# Document segment:
▬▬▬
Inspiring dementia patients

Published on: July 17, 2019

Classes help dementia patients keep knowledge as long as possible


Inspired Living at Sun City Center has added a new program for its senior residents to help them hold on to some level of cognition, even as they struggle with Alzheimer’s Disease or dementia.

The Fit Minds classes, offered weekly and monthly at the memory care facility, use methods to mentally stimulate the seniors.

“We are a purpose-built community, designed to focus on the needs of memory care residents,” said Sharon Flynn, who represents Inspired Living. “We specialize in Alzheimer’s and dementia care. All of our residents have some form of it.”

Residents at Inspired Living at Sun City Center participate in Fit Minds classes for cognition. Alzheimer’s and dementia patients may not remember everything, but they still know plenty. These classes help them hang on to their knowledge for as long as possible. Photos from Inspired Living at Sun City Center

Inspired Living decided to bring the Fit Minds program to its residents because it is a cognitive stimulation program that provides both one-on-one and group sessions.

Flynn said that classes are led by certified coaches. “We have been blessed to have our program director, Tyco Welch, become certified.” She assists the Fit Minds coaches and can also host classes on her own.

“We started Fit Minds in May with an introduction,” Flynn explained. “We did a ribbon cutting last month with the Greater Riverview Chamber of Commerce to introduce it to families in the community.”
▬▬▬
# Problem A:
In the article on Fit Minds classes, which program director became certified?
# Problem B:
Please transcribe the stretch of the article from "Classes help dementia" through "Disease or dementia.".
Rely only on the article above.
▬▬▬
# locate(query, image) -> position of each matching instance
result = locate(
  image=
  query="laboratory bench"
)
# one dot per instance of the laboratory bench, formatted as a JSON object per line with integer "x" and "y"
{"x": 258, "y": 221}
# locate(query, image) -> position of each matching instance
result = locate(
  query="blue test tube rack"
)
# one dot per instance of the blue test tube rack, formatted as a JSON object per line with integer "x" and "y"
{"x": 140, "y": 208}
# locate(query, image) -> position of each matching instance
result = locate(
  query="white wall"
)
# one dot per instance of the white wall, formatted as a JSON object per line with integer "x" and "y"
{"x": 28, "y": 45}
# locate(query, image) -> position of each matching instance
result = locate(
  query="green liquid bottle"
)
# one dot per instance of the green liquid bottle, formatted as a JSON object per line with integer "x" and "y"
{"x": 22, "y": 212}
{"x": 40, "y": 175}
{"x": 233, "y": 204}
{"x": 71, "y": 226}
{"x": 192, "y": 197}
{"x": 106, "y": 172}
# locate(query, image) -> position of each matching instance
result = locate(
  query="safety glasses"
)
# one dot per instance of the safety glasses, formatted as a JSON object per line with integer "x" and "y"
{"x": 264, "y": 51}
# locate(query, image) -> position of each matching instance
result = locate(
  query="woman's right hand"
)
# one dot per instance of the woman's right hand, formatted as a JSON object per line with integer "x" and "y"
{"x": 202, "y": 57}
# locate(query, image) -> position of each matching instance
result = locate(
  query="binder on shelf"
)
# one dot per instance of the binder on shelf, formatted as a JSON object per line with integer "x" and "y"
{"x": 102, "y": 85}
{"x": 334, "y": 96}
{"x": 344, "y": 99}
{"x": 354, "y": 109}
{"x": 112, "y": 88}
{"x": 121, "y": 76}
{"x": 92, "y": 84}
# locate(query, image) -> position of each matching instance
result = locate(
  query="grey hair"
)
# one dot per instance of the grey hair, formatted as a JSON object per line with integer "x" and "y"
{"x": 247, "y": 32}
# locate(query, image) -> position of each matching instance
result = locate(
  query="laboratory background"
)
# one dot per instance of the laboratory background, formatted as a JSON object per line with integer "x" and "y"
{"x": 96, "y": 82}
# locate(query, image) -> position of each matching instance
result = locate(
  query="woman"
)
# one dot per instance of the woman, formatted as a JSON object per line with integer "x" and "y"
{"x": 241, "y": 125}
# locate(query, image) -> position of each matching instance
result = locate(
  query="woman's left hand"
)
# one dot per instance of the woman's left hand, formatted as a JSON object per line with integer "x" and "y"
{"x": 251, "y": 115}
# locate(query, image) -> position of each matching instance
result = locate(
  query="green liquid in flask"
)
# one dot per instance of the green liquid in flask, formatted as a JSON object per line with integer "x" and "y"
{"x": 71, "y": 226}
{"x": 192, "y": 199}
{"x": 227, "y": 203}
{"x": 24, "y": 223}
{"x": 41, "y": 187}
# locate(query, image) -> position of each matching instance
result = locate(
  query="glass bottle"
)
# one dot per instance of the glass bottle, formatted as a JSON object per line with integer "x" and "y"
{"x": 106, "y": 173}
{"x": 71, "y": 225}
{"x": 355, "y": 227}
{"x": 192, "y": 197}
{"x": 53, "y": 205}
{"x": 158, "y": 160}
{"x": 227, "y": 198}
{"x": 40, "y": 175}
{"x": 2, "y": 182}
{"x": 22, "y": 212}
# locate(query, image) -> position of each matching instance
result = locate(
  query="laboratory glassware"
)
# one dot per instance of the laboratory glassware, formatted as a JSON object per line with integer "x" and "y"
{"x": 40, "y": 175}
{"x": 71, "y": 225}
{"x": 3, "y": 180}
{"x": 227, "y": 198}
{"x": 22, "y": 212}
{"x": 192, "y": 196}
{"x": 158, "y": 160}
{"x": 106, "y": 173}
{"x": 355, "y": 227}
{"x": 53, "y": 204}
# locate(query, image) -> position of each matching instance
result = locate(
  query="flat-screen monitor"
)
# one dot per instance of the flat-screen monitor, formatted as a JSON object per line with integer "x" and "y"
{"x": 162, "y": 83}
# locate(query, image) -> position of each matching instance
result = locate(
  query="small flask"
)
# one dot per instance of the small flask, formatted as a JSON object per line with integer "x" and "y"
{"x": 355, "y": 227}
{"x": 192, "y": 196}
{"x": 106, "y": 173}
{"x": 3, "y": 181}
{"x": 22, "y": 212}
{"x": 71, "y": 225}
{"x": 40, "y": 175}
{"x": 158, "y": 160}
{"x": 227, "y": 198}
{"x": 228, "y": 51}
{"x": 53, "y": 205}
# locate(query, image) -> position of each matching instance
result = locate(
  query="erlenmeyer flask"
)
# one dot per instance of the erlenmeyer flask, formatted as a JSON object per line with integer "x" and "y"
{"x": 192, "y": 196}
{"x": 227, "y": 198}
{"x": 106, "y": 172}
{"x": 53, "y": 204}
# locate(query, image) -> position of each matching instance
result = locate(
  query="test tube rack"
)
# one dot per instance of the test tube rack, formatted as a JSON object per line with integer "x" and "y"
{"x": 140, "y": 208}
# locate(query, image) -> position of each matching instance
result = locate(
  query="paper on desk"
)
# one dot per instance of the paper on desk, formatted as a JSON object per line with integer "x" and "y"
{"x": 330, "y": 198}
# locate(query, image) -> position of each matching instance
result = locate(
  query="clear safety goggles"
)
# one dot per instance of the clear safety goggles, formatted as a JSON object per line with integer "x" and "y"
▬▬▬
# Exercise response A:
Tyco Welch

# Exercise response B:
Classes help dementia patients keep knowledge as long as possible


Inspired Living at Sun City Center has added a new program for its senior residents to help them hold on to some level of cognition, even as they struggle with Alzheimer’s Disease or dementia.